* Consigne *
Réécrivez le texte sur la projection à Cannes en commençant par « Comme j'étais de » et en poursuivant jusqu'à « doigts: elle vole! », avec « la cabine de projection » à la place de « la salle de montage ».

* Extrait du texte *
Guettant sur l'écran le signe du changement de projecteur.
Il fait trèèès chaud. Mes cheveux sont collés sur mes tempes...
Jusqu’à la fin de
« l’ère pellicule », la projection du Festival de
Cannes s’est pratiquée en mode manuel et bobine par bobine.
Comme j'étais de
loin le gamin de l'équipe, j'avais 22 ans et les mandarins de la
salle obscure me regardaient de haut, on ne me confiait que les films
jugés secondaires. En regardant attentivement cette photo prise dans
la salle de montage, pompeusement baptisée le bunker, vous
constaterez que la pellicule ne touche pas mes doigts: elle vole!
Déjà doué, le petit! Le film entre mes mains le jour de la photo
était, autant que je me souvienne, le film de Pierre Etaix « Le
Grand Amour ».
Ce fut l'année où
« IF » de Lindsay Anderson, obtint la Palme d'Or lors d'une
cérémonie de clôture présentée par Jacques Martin. « Z » de
Costa Gavras n'y obtint qu'un prix d'interprétation masculine
décerné à Jean Louis Trintignant. .. A part le Pierre Etaix et le
soporifique « Ma nuit chez Maud » d’Eric Rohmer, on me confia
aussi "Easy Rider", de Dennis Hopper, qui fit mauvaise
impression et obtint sous les sifflets un prix de la première œuvre
avant de devenir le film culte que l'on sait. .

* Données fournies *

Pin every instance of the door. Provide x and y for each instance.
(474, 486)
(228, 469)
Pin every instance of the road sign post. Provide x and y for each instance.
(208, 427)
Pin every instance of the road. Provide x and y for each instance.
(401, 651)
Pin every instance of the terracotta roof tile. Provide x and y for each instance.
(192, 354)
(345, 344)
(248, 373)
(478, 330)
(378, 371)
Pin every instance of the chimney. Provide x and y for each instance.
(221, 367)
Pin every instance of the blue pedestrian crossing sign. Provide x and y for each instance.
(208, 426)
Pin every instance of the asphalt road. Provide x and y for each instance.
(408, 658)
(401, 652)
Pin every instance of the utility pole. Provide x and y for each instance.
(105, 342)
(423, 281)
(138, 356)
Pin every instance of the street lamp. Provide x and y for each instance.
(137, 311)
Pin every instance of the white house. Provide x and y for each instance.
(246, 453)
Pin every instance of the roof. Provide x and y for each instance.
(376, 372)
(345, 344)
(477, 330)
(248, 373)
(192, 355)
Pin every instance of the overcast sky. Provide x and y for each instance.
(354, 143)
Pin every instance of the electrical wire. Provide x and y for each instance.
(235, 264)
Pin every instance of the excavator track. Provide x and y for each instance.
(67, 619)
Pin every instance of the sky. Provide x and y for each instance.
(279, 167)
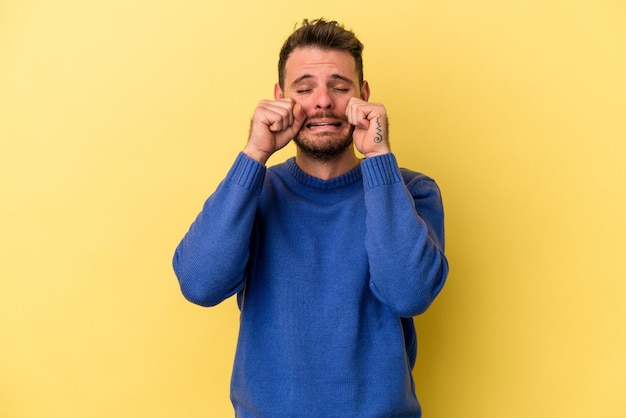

* Réponse *
Comme j'étais de
loin le gamin de l'équipe, j'avais 22 ans et les mandarins de la
salle obscure me regardaient de haut, on ne me confiait que les films
jugés secondaires. En regardant attentivement cette photo prise dans
la cabine de projection, pompeusement baptisée le bunker, vous
constaterez que la pellicule ne touche pas mes doigts: elle vole!